(TASK TO CARRY OUT) In the material below, find the line containing "Target: ginger cat" and the line containing "Target: fingernail", then reproduce exactly both of them and every line between, and nothing else.

(INPUT)
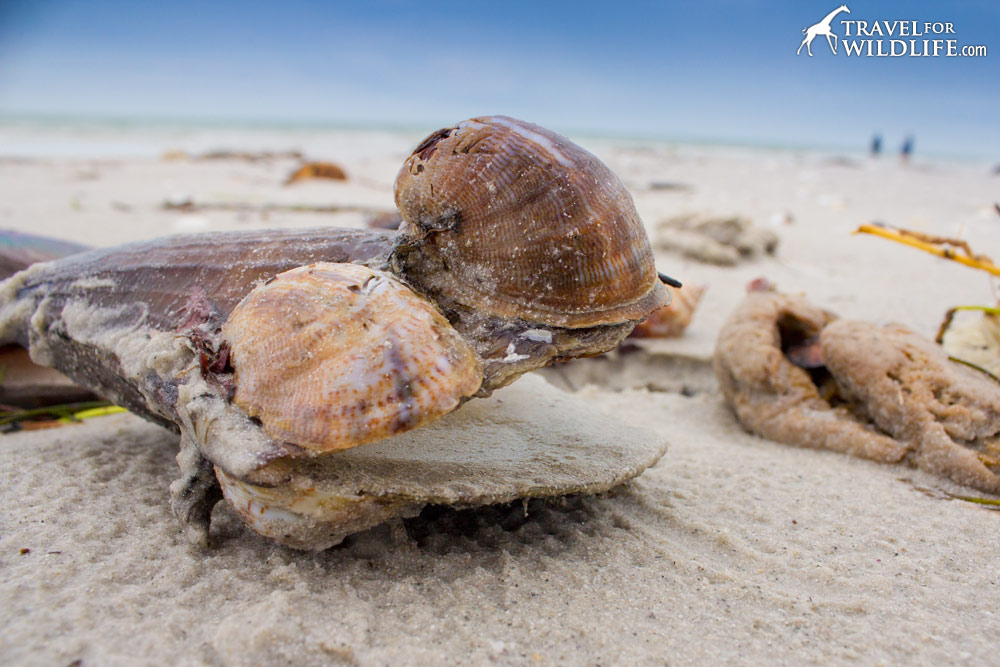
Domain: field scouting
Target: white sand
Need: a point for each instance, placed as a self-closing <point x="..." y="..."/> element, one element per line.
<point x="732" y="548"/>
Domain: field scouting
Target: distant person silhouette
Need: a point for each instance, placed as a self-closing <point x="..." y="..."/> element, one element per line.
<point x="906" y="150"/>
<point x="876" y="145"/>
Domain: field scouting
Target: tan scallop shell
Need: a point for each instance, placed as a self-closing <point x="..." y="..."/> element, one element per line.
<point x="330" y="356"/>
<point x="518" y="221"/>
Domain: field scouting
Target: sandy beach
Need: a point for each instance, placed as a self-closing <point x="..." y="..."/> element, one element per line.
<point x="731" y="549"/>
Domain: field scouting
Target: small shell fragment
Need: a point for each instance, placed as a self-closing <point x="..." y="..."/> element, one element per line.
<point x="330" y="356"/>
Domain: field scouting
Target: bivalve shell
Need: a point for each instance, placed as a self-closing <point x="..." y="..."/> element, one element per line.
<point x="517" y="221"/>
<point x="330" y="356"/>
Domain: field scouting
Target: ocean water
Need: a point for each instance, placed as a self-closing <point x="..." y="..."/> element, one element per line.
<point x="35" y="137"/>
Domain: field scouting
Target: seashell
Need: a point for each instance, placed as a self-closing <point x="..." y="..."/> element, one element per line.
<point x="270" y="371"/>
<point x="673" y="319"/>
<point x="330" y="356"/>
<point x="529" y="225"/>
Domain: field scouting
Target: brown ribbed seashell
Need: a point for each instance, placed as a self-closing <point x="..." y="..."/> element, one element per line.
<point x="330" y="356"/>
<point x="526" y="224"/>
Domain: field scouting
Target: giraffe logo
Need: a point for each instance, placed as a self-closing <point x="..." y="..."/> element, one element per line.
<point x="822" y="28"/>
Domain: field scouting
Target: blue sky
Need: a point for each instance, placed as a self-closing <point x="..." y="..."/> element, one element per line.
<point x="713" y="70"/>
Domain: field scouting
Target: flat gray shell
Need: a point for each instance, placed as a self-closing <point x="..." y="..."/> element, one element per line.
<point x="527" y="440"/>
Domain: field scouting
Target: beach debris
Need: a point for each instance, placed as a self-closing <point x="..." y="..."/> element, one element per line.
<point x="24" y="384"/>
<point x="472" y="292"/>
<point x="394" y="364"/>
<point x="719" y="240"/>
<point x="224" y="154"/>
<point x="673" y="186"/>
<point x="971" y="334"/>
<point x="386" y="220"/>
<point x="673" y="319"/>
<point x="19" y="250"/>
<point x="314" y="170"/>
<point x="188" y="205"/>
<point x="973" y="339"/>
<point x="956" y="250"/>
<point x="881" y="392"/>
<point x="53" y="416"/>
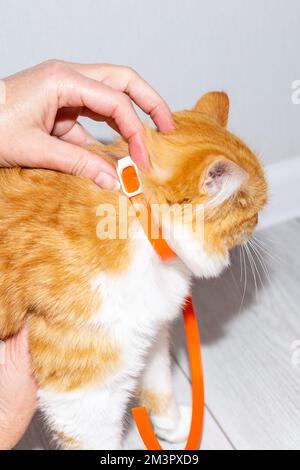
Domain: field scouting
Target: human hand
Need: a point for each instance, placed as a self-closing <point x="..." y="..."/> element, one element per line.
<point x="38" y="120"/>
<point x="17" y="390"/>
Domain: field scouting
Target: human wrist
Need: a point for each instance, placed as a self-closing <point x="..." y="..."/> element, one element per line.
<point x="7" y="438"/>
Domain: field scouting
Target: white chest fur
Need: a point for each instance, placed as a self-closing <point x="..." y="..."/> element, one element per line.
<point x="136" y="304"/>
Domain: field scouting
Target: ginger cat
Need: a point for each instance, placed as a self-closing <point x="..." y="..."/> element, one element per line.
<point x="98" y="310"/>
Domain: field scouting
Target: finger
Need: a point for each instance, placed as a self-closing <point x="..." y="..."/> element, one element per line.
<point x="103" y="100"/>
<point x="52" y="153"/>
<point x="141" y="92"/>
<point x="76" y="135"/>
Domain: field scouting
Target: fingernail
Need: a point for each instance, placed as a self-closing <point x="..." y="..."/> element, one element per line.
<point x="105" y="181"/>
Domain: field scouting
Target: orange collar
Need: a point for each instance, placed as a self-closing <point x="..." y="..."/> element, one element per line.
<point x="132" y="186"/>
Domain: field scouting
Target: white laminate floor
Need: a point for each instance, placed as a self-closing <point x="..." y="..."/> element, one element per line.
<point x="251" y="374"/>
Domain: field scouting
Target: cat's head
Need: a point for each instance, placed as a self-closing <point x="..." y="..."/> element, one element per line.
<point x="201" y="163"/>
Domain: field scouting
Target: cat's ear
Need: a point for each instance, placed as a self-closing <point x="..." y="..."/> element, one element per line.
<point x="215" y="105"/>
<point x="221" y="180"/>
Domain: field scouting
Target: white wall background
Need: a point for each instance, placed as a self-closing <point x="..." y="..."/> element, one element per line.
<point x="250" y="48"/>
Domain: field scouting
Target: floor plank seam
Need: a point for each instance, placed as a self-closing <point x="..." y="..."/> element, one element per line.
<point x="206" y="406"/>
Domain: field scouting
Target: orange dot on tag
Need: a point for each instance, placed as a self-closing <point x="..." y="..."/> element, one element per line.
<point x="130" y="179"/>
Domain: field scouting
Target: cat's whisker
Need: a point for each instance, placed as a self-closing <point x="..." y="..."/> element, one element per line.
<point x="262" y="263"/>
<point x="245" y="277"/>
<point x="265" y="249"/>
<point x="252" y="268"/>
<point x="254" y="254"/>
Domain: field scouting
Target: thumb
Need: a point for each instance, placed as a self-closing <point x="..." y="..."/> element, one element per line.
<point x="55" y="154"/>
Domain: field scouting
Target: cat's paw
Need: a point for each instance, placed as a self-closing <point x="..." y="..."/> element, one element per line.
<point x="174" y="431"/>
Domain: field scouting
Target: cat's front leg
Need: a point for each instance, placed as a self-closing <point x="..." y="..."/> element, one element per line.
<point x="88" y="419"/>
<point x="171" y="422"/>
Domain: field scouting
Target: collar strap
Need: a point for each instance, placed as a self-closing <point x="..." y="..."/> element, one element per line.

(REPLY)
Target: ginger cat
Need: a point for each instance, placed as a self-closing <point x="..." y="..."/> element, one element per line.
<point x="98" y="310"/>
Domain: field scouting
Target: finger
Need: a point for each instance, placed as a self-closing <point x="..." y="..."/> element, one element per line.
<point x="103" y="100"/>
<point x="52" y="153"/>
<point x="141" y="92"/>
<point x="76" y="135"/>
Domain: field scouting
Target: fingernail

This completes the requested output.